## QUESTIONS TO ANSWER:
**A)** In the Polexit article, which country vetoed the EU budget along with Poland?
**B)** Retype the stretch of the Polexit article from "The prime minister told" through "Morawiecki told MPs.".
**C)** According to the Polexit article, how did Morawiecki justify vetoing the EU budget? Answer in one to three sentences.
--- EXERCISE PASSAGE Enclosed Below ---
PM leading Poland towards Polexit opposition claims

During a parliamentary debate on Wednesday, Morawiecki had defended the decision to veto the budget, explaining it protected Poland from unequal treatment. Rafał Guz/PAP

Opposition politicians have accused the Polish prime minister of leading Poland towards “Polexit” and trading Polish security for his own political survival.

The accusations followed in the wake of a decision by the government to veto, along with Hungary, the EU’s budget for the next seven years owing to a clause that linked funding to upholding the principles of rule of law.

Included in the planned budget is a recovery fund to help EU countries battered by the economic effects of the coronavirus pandemic.

"The prime minister is trading the security of Poland and the funds for the recovery of the Polish economy and the money that will help develop Poland for his own political security and survival in the United Right camp," Borys Budka leader of the centrist and pro-European Civic Platform (PO), the main opposition party, told PAP.

"Morawiecki may go down in history like (British Prime Minister David) Cameron who perhaps unintentionally started the Brexit process, and likewise Morawiecki, by vetoing the budget, may start the Polexit process," he added.

Earlier, during a parliamentary debate on Wednesday, Morawiecki had defended the decision to veto the budget, explaining it protected Poland from unequal treatment.

The prime minister told the Sejm (lower house) that the EU could eventually "collapse" if it adopts a mechanism that would allow countries to be punished by bureaucrats in Brussels, based on their own interpretation of new rules.

"We say a loud 'yes' to the EU; however, we are saying a loud 'no' to mechanisms that allow for unequal treatment of Poland and other countries," Morawiecki told MPs.

He said that the EU should observe values such as the equality of all states before the law and respect for treaties, rather than create regulations "that de facto circumvent treaties."

The prime minister’s defence of the veto failed to quell speculation in opposition ranks that his hard line on the budget was prompted by a desire to ease tensions between Law and Justice (PiS) and its junior partners in the country’s United Right ruling bloc.

Budka told PAP that the prime minister "has been humiliated by Justice Minister Zbigniew Ziobro and started using his rhetoric: an anti-European rhetoric, a rhetoric of falsehood, and most of all a rhetoric that is contrary to our national interest," adding that "observing the rule of law is the duty of every government and of every citizen."

Ziobro is the leader of Solidary Poland, the right-wing ally of the ruling conservative party, the Law and Justice. Together with a third more liberal ally, the three partners make up the United Right coalition.

The justice minister recently said that if Morawiecki failed to veto the EU budget, this would mean "a total loss of trust in the prime minister with all its consequences."
--- End of Enclosed EXERCISE PASSAGE ---
--- SUPPLIED MATERIAL Enclosed Below ---
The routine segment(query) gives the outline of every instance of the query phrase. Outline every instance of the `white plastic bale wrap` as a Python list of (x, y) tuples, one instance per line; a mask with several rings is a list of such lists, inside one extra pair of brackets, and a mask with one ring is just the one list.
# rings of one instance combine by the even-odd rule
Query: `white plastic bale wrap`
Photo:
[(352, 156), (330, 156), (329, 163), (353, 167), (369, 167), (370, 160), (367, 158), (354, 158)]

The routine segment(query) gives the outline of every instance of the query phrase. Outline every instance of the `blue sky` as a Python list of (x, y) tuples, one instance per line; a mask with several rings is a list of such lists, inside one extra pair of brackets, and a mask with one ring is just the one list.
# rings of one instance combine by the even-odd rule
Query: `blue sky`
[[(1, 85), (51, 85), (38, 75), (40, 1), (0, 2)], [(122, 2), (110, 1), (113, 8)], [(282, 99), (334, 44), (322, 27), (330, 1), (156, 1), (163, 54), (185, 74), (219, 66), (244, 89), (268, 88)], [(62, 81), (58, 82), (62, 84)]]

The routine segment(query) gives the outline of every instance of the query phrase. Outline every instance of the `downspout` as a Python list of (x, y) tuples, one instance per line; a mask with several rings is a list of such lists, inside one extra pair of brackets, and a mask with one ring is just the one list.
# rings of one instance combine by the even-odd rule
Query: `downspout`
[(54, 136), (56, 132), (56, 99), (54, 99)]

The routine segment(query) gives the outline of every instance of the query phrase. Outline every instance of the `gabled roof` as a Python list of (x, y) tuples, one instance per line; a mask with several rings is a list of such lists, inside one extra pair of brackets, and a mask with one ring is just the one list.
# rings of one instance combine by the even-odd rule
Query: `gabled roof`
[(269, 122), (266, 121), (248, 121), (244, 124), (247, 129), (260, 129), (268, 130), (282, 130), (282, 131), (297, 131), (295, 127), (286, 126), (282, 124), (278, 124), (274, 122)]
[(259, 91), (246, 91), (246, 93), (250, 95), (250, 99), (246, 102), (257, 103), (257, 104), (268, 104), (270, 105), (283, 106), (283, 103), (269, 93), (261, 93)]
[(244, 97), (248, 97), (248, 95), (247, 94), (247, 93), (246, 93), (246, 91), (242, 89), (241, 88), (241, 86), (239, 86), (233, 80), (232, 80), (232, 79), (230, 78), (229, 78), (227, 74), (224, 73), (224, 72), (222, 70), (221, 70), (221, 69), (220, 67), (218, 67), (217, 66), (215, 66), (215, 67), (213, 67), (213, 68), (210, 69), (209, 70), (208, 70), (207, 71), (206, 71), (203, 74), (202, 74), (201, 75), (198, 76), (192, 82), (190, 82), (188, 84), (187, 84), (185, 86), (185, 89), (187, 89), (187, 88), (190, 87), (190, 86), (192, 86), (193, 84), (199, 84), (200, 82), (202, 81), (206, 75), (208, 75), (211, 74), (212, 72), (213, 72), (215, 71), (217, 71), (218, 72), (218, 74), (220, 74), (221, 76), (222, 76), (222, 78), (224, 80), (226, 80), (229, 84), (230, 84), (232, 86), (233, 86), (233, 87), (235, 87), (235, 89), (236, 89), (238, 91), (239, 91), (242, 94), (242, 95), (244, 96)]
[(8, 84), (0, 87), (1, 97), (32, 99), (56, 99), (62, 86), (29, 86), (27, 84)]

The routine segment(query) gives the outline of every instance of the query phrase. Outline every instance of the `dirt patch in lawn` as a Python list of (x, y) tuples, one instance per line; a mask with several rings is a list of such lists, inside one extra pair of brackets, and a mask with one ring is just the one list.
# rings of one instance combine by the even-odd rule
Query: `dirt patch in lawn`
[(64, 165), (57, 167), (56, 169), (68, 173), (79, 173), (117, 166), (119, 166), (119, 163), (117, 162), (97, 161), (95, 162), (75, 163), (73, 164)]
--- End of Enclosed SUPPLIED MATERIAL ---
## ANSWERS BY TASK:
**A)** Hungary

**B)**
The prime minister told the Sejm (lower house) that the EU could eventually "collapse" if it adopts a mechanism that would allow countries to be punished by bureaucrats in Brussels, based on their own interpretation of new rules.

"We say a loud 'yes' to the EU; however, we are saying a loud 'no' to mechanisms that allow for unequal treatment of Poland and other countries," Morawiecki told MPs.

**C)** He said the veto protected Poland from unequal treatment. He warned that the EU could eventually "collapse" if it adopted a mechanism that would let bureaucrats in Brussels punish countries based on their own interpretation of new rules.